··· TEXT SEGMENT
Let’s begin with what Jesus says in the last verse of our very short gospel passage:

“For just as Jonah was for three days and three nights in the belly of the sea monster, so for three days and nights the Son of Man will be in the heart of the earth.”

This verse suggests profound possibilities about what the death, burial and resurrection of Jesus mean for the whole of creation. It suggests that the incarnation of Jesus includes his being intimately connected to the so-called inanimate world as well as what we recognize as living.

What Jesus says about his death and burial seems to me to relate to what Bill Neidjie, has to say about death in the book “Gagadju Man”. Bill is a senior traditional owner of the Kakadu National Park, and he says:

I know I come back to my country.
When I die I become earth.
I love this country and this earth.

This story for all people.
Everybody should be listening.
Same story for everyone,
just different language.
My meaning might be a little bit hard,
so I speak English.
You just listen careful…
slow.

We got to hang on
not to lose our story.
Don’t think about money too much.
You can get million dollar,
but not worth it.
Million dollar
he just go ‘poof’.
Couple of weeks
you got nothing.

This ground never move.
I’ll be buried here.
I’ll be with my brother, my mother.
If I lose this,
where I’ll be buried?
I’m hanging on to this ground.
I’ll become earth again.
I belong to this earth.
And earth should stay with us.

I found a poem by Judith Wright called Myth which I think imagines vividly the dilemma of god becoming flesh, dying, being enclosed in earth and seeking to rise again.

A god has chosen to be shaped in flesh.
He has put on the garment of the world.
A blind and sucking fish, a huddled worm,
he crouches here until his time shall come,
all the dimensions of his glory furled
into the blood and clay of the night’s womb.
······
EXERCISES TO COMPLETE –
[A] From the sermon excerpt, set down the part that begins at the words "This verse suggests" and stops after the words "to my country.", keeping its wording unchanged.
[B] Select every line of the rows below that contains the string "railing", matching case exactly.
··· EXCERPTED RECORDS
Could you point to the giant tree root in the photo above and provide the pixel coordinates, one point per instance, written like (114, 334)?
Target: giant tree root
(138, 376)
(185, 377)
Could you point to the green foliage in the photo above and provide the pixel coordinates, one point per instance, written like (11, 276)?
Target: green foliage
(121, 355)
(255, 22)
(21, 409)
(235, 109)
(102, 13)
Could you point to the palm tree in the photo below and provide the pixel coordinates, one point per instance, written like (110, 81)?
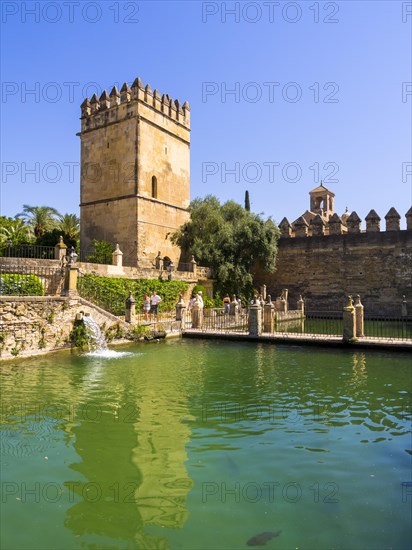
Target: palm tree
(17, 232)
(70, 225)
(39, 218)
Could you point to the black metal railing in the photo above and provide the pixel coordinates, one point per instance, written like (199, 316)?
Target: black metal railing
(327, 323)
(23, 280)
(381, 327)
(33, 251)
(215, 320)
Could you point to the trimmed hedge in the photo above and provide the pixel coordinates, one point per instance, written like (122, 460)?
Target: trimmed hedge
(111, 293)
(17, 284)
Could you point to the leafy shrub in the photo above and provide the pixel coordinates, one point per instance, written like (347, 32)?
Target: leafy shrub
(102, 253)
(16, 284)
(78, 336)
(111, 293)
······
··· EXCERPTED RECORDS
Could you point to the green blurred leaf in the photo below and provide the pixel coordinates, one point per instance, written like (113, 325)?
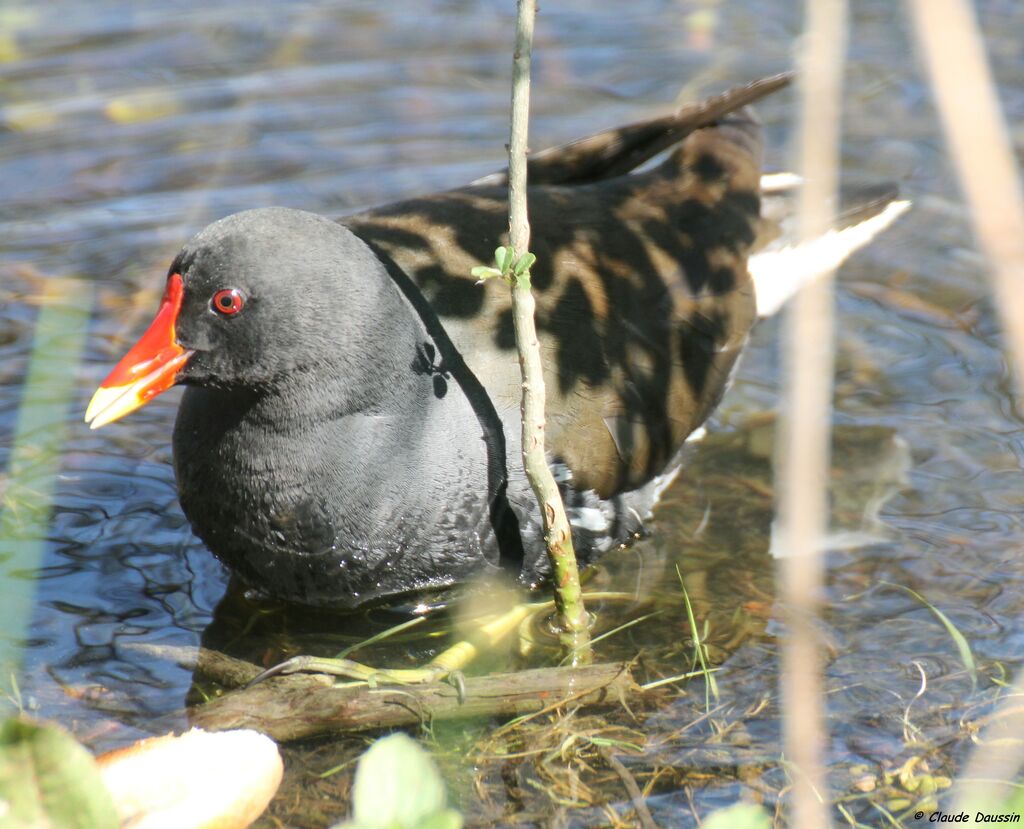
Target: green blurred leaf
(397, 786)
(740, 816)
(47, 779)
······
··· EXCERPTED RECORDS
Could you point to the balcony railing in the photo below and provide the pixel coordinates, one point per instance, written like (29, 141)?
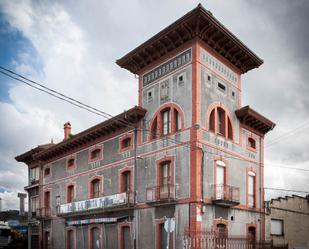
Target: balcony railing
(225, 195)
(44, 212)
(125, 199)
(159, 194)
······
SOLVED TASKS –
[A]
This verse suggests profound possibilities about what the death, burial and resurrection of Jesus mean for the whole of creation. It suggests that the incarnation of Jesus includes his being intimately connected to the so-called inanimate world as well as what we recognize as living.

What Jesus says about his death and burial seems to me to relate to what Bill Neidjie, has to say about death in the book “Gagadju Man”. Bill is a senior traditional owner of the Kakadu National Park, and he says:

I know I come back to my country.

[B]
Could you point to the black metal railing in the photo above and provide the pixel coordinates, one point per instance, written like (199, 316)?
Target: black metal railing
Could you point to the balcony railing in the photo below and provide the pixel coordinates, one point per instance, written like (29, 141)?
Target: balcony railing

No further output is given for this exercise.